§ Set exercise 1
List every comment in the Java code of the 3Sum page below.

3Sum: The Sorting + Two-Pointer Pattern¶
Question¶
Given an integer array nums, return all unique triplets \([nums[i], nums[j], nums[k]]\) such that their sum is exactly zero.
Solution¶
Pattern¶
Sorting + Two-Pointer (Outer Loop + Inner Scan)
How to Identify¶
- You need to find a combination of three elements.
- The result set must not contain duplicate triplets.
- The input is unsorted, but the problem allows for \(O(n^2)\) time.
Description¶
First, we sort the array. We then iterate through the array with a pointer \(i\). For each \(i\), we treat it as a fixed value and solve the Two Sum problem for the remaining target (\(-nums[i]\)) using two pointers (\(j\) at \(i+1\) and \(k\) at the end). To avoid duplicates, we skip any value for \(i, j, \text{ or } k\) that is the same as its predecessor.
The Intuition¶
Imagine you are trying to balance a scale with three weights to reach exactly zero. You pick the first weight (pointer \(i\)). Now you just need two other weights that perfectly counter-balance \(i\). Because you lined up your weights by size (sorting), if your current sum is too heavy, you grab a smaller weight from the right; if it's too light, you grab a larger one from the left.
Complexity¶
| Label | Worst | Average |
|---|---|---|
| Time Complexity | \(O(n^2)\) | \(O(n^2)\) |
| Space Complexity (Aux) | \(O(\log n)\) | \(O(\log n)\) |
Note: Time is \(O(n \log n)\) for sorting + \(O(n^2)\) for the nested loops. Space is for the sorting stack.
Code¶
class Solution {
public List<List<Integer>> threeSum(int[] nums) {
List<List<Integer>> res = new ArrayList<>();
if (nums == null || nums.length < 3) return res;
Arrays.sort(nums); // O(n log n)
for (int i = 0; i < nums.length - 2; i++) {
// Early Exit: If the smallest number is > 0, sum can never be 0
if (nums[i] > 0) break;
// Skip duplicate values for the first element
if (i > 0 && nums[i] == nums[i - 1]) continue;
int j = i + 1;
int k = nums.length - 1;
while (j < k) {
int sum = nums[i] + nums[j] + nums[k];
if (sum == 0) {
res.add(Arrays.asList(nums[i], nums[j], nums[k]));
// Skip duplicates for second and third elements
while (j < k && nums[j] == nums[j + 1]) j++;
while (j < k && nums[k] == nums[k - 1]) k--;
j++;
k--;
} else if (sum < 0) {
j++; // Need a larger value
} else {
k--; // Need a smaller value
}
}
}
return res;
}
}
Concepts to Think About¶
- Why Sort? Sorting allows us to use the Two-Pointer technique. Without sorting, we would need a HashSet and would struggle significantly with duplicate triplet detection.
- The "Skip" Logic: Why do we check nums[i] == nums[i-1] but nums[j] == nums[j+1]? (It depends on the direction of pointer movement to ensure we don't skip the first instance of a valid number).
- 3Sum Closest: How would you modify this if you needed to find the triplet sum closest to a target? (Hint: Maintain a minDiff variable).
- Memory Management: In a very large array, List

§ Exercise inputs
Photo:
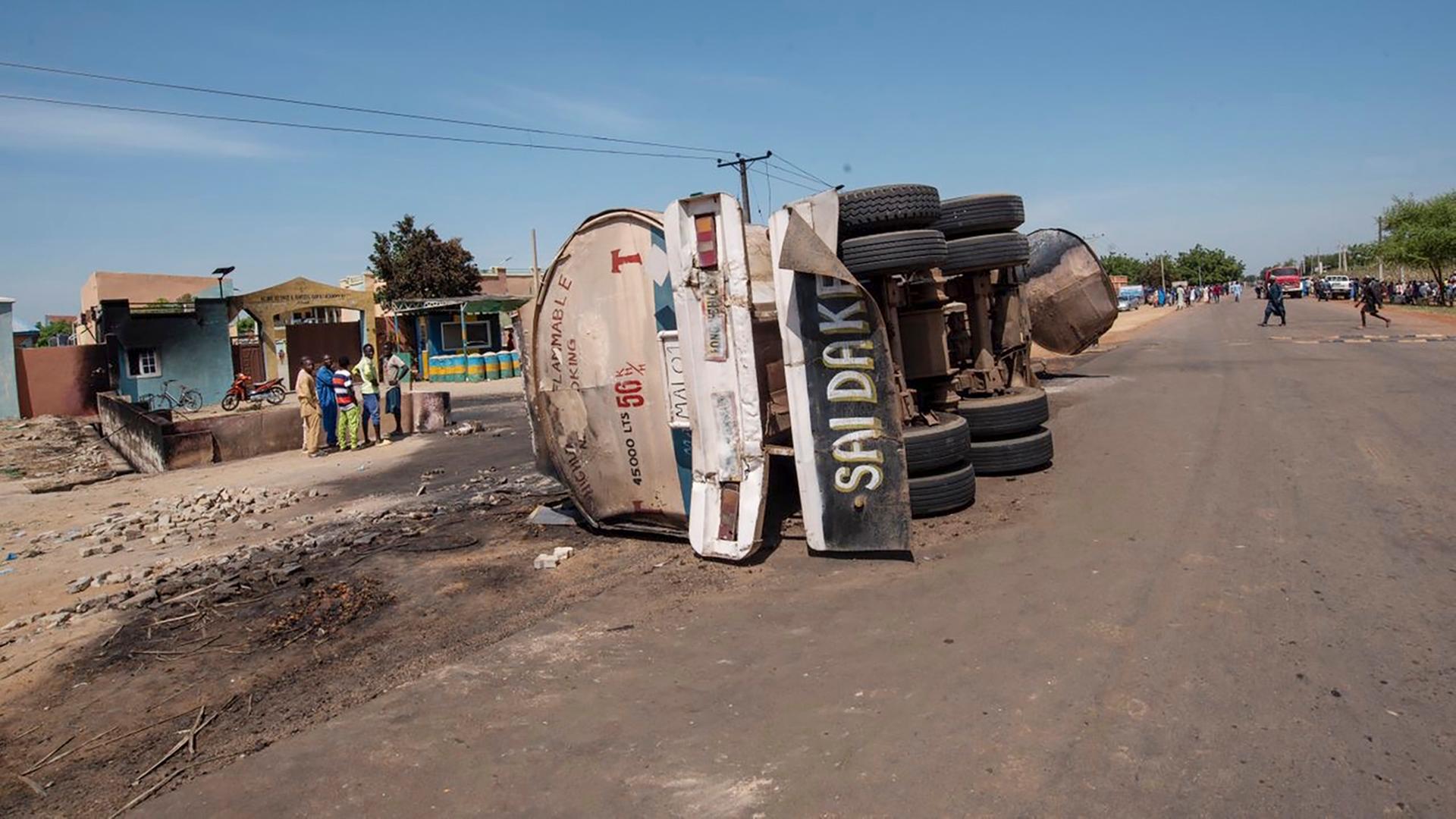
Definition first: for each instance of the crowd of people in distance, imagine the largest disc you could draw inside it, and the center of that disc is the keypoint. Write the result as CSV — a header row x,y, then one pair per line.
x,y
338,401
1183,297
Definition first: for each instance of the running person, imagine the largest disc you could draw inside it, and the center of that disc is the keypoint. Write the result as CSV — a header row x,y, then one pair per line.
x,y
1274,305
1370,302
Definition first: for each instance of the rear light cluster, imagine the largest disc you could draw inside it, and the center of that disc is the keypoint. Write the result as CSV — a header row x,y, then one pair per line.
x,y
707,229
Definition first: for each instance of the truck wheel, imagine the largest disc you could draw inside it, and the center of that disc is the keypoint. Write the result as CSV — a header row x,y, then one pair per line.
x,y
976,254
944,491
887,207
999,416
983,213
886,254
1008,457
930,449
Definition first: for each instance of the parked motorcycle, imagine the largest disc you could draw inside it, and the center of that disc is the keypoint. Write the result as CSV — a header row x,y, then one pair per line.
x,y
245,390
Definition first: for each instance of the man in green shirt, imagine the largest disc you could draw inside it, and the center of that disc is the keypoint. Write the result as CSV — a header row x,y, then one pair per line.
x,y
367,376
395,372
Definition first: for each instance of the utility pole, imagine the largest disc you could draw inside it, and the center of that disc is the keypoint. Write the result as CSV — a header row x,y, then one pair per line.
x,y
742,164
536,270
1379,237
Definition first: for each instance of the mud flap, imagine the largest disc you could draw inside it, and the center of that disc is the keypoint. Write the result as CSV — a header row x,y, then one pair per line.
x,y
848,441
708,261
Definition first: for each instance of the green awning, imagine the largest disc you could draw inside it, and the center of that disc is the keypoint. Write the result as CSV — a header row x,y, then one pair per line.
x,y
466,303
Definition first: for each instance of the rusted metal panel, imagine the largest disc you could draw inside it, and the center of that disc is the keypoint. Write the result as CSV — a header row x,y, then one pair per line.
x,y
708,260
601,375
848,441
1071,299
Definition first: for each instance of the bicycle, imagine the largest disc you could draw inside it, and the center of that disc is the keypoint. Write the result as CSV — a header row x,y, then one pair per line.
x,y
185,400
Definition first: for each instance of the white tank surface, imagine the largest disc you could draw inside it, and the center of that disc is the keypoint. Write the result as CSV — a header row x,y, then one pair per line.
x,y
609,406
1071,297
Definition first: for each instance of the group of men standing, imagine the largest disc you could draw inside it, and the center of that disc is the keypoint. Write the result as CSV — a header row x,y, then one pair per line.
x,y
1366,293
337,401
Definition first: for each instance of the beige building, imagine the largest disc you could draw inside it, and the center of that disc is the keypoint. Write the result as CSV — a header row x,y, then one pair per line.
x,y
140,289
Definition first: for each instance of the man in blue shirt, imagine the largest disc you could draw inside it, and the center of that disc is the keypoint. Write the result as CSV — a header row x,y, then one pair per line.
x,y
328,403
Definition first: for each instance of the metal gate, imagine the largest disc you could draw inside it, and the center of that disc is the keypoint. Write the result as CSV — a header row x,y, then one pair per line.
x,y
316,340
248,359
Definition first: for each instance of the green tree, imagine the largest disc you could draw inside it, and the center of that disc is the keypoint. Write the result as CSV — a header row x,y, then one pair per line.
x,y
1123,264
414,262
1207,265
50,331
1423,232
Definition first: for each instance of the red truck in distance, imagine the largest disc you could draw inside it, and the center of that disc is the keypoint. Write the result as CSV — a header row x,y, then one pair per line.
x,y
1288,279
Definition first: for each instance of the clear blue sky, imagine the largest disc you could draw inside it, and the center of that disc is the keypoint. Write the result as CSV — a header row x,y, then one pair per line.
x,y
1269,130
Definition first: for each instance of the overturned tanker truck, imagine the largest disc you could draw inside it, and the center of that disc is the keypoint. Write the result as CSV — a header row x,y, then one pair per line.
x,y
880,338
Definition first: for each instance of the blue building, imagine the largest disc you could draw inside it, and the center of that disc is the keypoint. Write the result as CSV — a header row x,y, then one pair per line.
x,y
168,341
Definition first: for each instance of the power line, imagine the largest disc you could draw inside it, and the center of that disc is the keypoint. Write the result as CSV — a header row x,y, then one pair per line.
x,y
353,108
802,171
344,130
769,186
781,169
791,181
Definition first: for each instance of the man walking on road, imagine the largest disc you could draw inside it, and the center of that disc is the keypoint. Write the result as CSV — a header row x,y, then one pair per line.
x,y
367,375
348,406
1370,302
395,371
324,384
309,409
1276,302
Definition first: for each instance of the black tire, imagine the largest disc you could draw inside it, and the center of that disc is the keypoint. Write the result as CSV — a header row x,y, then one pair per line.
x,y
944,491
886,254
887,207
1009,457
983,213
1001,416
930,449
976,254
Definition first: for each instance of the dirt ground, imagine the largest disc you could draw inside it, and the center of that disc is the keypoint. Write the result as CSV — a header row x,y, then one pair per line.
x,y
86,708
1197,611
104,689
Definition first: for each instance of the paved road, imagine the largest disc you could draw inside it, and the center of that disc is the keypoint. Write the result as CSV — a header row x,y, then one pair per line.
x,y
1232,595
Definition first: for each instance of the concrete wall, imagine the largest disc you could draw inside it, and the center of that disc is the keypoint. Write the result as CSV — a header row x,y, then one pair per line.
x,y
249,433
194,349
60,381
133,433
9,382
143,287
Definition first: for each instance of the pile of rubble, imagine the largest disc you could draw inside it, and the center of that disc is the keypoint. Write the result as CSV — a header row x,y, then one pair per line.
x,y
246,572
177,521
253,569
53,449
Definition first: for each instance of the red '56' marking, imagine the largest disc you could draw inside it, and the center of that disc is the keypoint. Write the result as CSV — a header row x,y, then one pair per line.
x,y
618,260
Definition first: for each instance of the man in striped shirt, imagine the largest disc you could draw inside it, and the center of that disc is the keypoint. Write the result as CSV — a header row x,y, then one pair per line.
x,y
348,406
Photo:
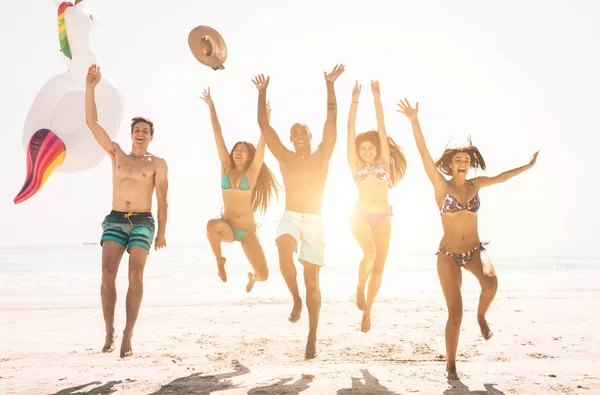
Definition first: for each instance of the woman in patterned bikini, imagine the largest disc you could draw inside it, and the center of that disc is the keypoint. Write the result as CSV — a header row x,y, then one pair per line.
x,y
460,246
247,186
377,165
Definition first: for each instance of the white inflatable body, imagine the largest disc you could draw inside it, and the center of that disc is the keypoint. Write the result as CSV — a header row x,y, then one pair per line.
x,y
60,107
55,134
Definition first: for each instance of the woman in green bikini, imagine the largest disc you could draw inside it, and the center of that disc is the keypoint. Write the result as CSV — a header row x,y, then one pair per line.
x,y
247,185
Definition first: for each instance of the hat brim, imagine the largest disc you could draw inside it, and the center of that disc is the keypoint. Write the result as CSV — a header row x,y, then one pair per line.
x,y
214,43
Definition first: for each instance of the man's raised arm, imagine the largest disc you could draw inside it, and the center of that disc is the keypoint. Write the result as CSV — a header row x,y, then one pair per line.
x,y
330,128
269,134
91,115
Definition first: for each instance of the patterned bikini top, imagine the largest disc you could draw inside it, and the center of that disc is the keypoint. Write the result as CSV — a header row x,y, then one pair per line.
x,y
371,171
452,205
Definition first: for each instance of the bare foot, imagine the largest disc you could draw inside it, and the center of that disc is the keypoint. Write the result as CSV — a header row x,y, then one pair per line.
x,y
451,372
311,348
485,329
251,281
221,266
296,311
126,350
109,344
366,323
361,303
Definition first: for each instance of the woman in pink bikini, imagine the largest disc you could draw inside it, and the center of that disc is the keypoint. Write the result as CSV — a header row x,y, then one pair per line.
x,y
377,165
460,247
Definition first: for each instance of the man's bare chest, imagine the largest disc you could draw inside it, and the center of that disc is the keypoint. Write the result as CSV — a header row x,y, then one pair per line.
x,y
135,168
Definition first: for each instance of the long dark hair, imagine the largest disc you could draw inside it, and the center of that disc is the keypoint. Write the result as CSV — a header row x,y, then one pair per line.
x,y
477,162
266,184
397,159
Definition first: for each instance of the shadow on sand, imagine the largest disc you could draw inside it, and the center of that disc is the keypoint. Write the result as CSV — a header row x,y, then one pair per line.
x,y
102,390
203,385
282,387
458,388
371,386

§ Set exercise 2
Gather every line of the records above that contains the word "woman".

§ Task solution 1
- O(n log n)
- Early Exit: If the smallest number is > 0, sum can never be 0
- Skip duplicate values for the first element
- Skip duplicates for second and third elements
- Need a larger value
- Need a smaller value

§ Task solution 2
Definition first: for each instance of the woman in patterned bikini, imagine the largest disc you could draw inside it, and the center of that disc is the keypoint. Write the result as CSV — a header row x,y, then one pair per line.
Definition first: for each instance of the woman in green bikini, imagine the largest disc you could draw inside it, and the center of that disc is the keypoint. Write the result as CSV — a header row x,y, then one pair per line.
Definition first: for each instance of the woman in pink bikini, imagine the largest disc you could draw inside it, and the center of that disc is the keypoint. Write the result as CSV — a header row x,y, then one pair per line.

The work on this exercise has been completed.